Rewrite every line, starting at the one that contains "indicate the bicycle handlebar, one" and running through the end of the rows, and offset each coordinate in the answers by -18. Keep all other lines, including their numbers, unchanged.

begin Stored data

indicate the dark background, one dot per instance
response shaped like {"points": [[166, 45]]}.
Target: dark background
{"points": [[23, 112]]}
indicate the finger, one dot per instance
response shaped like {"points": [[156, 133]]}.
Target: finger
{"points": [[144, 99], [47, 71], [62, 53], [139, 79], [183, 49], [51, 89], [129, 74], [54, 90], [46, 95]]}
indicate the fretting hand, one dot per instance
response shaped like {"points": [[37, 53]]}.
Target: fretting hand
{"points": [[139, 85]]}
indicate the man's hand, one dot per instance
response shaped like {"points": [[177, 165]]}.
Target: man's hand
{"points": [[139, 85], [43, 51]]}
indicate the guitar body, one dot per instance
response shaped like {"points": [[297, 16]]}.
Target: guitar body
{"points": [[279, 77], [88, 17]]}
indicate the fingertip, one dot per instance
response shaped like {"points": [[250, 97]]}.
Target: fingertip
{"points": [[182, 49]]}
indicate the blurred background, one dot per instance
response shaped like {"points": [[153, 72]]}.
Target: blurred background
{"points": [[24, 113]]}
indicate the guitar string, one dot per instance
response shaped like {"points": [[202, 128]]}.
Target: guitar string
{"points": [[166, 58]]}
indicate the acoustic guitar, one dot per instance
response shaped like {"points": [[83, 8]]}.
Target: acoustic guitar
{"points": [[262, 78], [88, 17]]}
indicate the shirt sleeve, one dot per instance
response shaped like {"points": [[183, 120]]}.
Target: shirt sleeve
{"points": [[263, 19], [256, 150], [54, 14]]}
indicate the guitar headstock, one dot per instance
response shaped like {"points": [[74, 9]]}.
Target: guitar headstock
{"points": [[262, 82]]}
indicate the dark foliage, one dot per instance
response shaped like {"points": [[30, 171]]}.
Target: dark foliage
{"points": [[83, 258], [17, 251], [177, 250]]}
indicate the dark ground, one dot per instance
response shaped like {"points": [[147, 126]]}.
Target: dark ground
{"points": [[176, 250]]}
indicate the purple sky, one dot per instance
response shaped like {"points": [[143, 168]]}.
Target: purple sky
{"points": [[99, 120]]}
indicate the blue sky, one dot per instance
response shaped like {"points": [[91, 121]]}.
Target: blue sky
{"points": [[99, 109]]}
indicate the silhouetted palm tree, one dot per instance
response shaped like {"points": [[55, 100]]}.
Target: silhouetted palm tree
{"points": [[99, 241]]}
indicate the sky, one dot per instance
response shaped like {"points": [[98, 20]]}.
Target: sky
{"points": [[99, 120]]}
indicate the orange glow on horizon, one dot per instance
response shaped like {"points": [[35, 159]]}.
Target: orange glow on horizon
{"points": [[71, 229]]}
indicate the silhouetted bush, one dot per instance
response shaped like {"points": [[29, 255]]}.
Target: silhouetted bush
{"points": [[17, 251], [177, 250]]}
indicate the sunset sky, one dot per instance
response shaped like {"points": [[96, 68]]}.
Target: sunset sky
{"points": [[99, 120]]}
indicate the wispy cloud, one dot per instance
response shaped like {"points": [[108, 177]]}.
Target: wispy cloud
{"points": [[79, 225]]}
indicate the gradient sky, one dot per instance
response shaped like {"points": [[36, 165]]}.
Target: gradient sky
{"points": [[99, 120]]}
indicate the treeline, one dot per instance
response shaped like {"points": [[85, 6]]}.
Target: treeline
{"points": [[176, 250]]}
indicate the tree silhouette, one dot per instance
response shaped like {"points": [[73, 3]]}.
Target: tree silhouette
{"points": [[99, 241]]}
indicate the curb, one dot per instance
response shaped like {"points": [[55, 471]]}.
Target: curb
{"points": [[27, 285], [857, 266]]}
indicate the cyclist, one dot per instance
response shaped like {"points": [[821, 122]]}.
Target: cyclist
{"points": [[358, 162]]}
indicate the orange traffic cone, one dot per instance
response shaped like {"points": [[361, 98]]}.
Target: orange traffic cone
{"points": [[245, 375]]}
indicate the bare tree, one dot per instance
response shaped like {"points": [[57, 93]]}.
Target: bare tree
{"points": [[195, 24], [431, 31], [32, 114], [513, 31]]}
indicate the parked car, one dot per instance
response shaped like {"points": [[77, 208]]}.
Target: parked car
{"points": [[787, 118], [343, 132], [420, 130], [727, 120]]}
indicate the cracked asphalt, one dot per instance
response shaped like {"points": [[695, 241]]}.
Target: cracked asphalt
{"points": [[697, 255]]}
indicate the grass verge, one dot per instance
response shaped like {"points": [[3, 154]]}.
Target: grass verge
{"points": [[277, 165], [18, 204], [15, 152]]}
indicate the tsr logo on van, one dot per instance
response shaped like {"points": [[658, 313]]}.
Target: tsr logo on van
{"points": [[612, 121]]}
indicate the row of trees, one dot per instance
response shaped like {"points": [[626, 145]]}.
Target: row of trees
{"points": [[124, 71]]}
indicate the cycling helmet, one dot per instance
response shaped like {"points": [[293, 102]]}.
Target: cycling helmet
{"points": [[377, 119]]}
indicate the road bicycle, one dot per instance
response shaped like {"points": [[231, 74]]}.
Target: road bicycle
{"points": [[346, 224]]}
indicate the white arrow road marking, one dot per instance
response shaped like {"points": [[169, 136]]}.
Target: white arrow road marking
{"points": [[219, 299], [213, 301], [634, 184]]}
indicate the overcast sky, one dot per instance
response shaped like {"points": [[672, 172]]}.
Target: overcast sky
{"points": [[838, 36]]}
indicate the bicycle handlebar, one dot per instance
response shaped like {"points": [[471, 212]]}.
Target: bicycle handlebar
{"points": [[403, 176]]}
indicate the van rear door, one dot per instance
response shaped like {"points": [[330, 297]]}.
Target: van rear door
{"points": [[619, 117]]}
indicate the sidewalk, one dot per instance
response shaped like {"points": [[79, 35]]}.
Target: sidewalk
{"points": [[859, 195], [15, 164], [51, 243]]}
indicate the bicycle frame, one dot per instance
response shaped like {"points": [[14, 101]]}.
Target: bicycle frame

end Stored data

**Answer for this exercise:**
indicate the bicycle handlebar, one dot per instance
response shaped like {"points": [[471, 212]]}.
Target: bicycle handlebar
{"points": [[385, 158]]}
indicate the van rear door, one dot per instance
response shaped like {"points": [[330, 297]]}.
Target: van rear door
{"points": [[601, 99]]}
indicate the sidewalk, one dot per instance
response shaped like {"points": [[79, 35]]}.
Target: sidewalk
{"points": [[841, 177], [-3, 146], [33, 225]]}
indicate the bicycle frame, one dot per instance
response shaped like {"points": [[14, 101]]}.
Target: bicycle frame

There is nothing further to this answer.